Entries provided.
┄┄┄┄┄┄┄┄┄┄
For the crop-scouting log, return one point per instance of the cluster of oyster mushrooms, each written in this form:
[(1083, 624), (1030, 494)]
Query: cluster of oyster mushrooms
┄┄┄┄┄┄┄┄┄┄
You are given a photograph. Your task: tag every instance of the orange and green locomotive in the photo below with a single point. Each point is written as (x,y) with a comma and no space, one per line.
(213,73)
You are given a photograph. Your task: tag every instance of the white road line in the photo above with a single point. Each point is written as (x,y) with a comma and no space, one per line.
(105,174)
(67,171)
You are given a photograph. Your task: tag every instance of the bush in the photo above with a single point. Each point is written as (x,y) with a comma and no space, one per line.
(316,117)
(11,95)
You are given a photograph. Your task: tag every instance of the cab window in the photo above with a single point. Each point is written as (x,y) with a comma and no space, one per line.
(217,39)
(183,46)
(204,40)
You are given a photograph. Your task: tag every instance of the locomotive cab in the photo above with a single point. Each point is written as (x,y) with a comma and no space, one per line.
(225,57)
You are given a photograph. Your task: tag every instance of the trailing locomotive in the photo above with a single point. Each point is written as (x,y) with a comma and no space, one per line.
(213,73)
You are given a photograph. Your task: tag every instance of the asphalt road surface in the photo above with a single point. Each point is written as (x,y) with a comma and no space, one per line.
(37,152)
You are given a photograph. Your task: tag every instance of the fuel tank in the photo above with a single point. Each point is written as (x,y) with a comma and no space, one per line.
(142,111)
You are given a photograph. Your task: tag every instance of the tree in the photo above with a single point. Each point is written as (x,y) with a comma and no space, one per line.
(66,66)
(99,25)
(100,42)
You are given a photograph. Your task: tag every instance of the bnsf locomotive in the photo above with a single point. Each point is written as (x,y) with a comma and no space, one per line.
┄┄┄┄┄┄┄┄┄┄
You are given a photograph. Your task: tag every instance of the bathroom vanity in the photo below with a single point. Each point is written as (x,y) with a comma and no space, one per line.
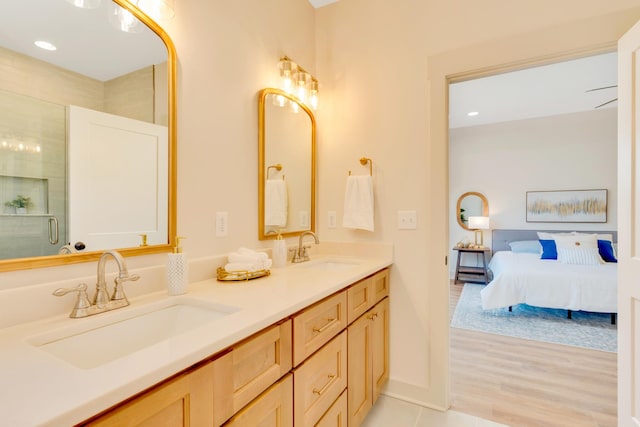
┄┄┄┄┄┄┄┄┄┄
Activity. Please give back, exactly as it stands above, the stretch from the line with "For the crop-scouting" through the line with "Query: cluster of oyster mushrooms", and no line outside it.

Solution.
For the crop-scouting log, return one point per instance of the cluster of oyster mushrooms, each written in this form:
[(1083, 624), (1030, 494)]
Query: cluster of oyster mushrooms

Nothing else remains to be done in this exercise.